Exercise passage »
..........

The Federal Trade Commission (FTC) has proposed a $1.9 million settlement to resolve claims that Evoke Wellness, a Florida-based substance use disorder treatment clinic, engaged in deceptive business practices and deliberately misled consumers who were seeking substance use disorder treatment by pretending to be other clinics.

According to the January 2025 complaint, Evoke Wellness, LLC, Evoke Health Care Management, and their officers, Jonathan Mosley and James Hull, conducted a deceptive Google Ads campaign targeting consumers conducting online searches for substance use disorder treatment clinics. According to the FTC, the campaign used the specific names of other clinics as keywords to ensure Evoke’s ads appeared when searches were made for those clinics. The ads prominently displayed the names of the impersonated clinics, misleading consumers into calling the telephone number for Evoke’s telemarketing call center.

When the number was called, the Evoke telemarketers would explain that they had reached a centralized admissions office or an addiction treatment hotline, rather than an Evoke call center. Even when the caller maintained that they wanted to deal with the specific clinic they were trying to reach, the telemarketers continued with the deception, falsely claiming they had a relationship with that clinic.

In the complaint, the FTC alleged that the campaign ran over 2 years from 2021 through 2023 and involved at least 68,510 misleading Google search ads. The campaign is alleged to have generated at least 3,500 calls from individuals seeking treatment for substance use disorder. The FTC alleges that Evoke’s conduct violated the FTC Act and the Opioid Addiction Recovery Fraud Prevention Act of 2018.

..........

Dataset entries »
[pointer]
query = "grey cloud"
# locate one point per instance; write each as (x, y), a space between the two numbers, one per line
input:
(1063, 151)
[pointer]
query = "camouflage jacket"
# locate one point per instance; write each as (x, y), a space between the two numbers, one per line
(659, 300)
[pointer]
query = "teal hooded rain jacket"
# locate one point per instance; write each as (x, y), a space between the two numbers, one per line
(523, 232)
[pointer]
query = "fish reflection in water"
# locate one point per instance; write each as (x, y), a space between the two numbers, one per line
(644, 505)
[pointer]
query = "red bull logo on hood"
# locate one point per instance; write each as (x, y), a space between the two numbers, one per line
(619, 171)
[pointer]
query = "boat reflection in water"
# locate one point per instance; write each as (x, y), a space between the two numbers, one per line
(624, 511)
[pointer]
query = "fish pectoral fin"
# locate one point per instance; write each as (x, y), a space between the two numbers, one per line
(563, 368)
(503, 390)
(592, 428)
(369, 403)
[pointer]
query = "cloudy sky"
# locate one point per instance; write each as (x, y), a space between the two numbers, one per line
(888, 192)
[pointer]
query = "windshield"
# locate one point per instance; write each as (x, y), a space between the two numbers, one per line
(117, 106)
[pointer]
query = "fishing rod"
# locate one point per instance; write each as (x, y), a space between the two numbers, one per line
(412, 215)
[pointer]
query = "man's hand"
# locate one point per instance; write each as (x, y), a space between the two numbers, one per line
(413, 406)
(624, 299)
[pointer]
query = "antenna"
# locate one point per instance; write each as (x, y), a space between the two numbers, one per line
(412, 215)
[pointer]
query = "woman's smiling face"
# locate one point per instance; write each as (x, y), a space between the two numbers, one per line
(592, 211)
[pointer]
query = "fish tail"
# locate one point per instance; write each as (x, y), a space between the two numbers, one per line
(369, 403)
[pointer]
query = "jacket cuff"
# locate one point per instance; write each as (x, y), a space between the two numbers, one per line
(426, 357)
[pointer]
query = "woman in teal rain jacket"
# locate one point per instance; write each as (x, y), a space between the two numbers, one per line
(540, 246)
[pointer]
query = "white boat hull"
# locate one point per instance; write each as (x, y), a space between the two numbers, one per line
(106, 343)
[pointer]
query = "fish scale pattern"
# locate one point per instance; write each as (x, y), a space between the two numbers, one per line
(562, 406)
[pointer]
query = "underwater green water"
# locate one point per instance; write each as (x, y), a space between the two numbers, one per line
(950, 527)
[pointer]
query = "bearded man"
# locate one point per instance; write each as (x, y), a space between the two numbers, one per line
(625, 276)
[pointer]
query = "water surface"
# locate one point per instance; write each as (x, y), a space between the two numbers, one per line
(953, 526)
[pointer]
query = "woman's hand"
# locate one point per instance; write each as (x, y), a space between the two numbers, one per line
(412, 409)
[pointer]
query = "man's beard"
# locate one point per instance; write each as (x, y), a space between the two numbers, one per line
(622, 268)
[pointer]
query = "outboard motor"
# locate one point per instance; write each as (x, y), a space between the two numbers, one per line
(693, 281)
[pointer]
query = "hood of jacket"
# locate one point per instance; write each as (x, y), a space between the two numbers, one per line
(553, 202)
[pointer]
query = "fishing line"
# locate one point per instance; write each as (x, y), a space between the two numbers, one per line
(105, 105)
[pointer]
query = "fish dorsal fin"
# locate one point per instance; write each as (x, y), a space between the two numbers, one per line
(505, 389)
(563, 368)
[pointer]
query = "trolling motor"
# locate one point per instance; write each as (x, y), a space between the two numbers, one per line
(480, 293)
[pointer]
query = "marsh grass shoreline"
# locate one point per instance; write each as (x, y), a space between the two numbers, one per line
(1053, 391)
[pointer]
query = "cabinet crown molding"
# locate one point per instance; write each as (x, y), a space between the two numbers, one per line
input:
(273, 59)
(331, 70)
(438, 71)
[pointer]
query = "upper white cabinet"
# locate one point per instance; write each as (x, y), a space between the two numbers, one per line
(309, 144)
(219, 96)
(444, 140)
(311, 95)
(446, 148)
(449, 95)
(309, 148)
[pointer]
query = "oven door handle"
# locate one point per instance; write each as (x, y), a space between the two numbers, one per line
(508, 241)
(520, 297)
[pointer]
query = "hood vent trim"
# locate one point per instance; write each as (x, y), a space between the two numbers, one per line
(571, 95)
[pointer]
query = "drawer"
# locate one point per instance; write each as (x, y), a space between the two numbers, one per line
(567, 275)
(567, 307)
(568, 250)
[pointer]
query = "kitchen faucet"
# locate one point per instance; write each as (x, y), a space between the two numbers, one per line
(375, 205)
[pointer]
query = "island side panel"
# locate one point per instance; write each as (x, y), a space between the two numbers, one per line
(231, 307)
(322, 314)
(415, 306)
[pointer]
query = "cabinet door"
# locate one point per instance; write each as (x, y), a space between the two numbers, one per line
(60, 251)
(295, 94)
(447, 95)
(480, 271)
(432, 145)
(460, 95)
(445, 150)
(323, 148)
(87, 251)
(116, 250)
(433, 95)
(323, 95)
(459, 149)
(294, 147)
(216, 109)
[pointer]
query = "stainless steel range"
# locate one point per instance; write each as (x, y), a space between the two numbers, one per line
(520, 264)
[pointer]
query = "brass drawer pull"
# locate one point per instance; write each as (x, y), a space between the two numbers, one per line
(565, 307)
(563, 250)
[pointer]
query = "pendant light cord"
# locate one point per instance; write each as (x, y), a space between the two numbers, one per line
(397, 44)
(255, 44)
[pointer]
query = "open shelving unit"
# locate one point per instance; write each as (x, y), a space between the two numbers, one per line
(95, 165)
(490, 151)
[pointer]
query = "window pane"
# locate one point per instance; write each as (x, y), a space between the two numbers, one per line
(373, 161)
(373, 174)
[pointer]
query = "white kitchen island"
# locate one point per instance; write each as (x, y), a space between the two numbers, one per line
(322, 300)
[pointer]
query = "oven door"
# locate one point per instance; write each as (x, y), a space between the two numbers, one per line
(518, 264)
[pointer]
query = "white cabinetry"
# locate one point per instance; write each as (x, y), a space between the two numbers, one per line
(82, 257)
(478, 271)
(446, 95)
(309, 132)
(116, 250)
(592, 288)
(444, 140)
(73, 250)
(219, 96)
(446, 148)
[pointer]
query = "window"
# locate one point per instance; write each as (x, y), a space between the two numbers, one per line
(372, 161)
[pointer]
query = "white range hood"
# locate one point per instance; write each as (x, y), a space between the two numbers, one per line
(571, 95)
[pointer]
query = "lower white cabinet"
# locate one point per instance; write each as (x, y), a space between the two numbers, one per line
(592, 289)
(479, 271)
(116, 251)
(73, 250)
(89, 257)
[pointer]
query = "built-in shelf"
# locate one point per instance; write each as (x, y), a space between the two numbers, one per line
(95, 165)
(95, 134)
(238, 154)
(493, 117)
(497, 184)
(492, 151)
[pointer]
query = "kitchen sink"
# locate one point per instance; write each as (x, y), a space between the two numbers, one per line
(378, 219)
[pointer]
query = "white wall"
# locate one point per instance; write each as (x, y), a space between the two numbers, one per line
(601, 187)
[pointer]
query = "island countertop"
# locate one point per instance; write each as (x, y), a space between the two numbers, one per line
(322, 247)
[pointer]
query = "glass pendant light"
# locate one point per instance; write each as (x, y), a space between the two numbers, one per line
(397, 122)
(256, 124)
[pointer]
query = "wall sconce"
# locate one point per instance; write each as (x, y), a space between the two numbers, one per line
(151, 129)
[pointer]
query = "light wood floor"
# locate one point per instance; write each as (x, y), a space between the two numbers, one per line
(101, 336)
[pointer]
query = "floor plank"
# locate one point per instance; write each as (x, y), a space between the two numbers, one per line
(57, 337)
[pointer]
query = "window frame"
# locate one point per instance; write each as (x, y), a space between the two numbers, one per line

..........

What you will do »
Pick up the passage about the FTC's case against Evoke Wellness after its last sentence and continue it.

Result for this task »
The consent order imposes a $7 million civil monetary penalty on the defendants to resolve the FTC’s claims; however, only $1.9 million is payable due to the defendants’ financial position. The consent order prohibits Evoke from impersonating other businesses and substance use disorder clinics, and engaging in deceptive advertising practices such as using competitors’ names in search engine advertisements and making misrepresentations related to their substance use disorder services. Evoke is also required to establish a compliance program that must include monitoring its call centers for misrepresentations and taking corrective action against any agent who violates the consent order.

Should Evoke be later found to have violated the terms of the consent order, the suspended portion of the civil monetary penalty will become immediately payable. The proposed consent order was filed in the U.S. District Court for the Southern District of Florida and now awaits approval from the District Court Judge. “Opioids have ravaged American communities, killing well over one hundred Americans per day and ruining the lives of countless others,” said FTC Chairman Andrew N. Ferguson. “Today’s settlement helps consumers affected by opioid addiction navigate their path to recovery by preventing fraudsters from leading them astray.”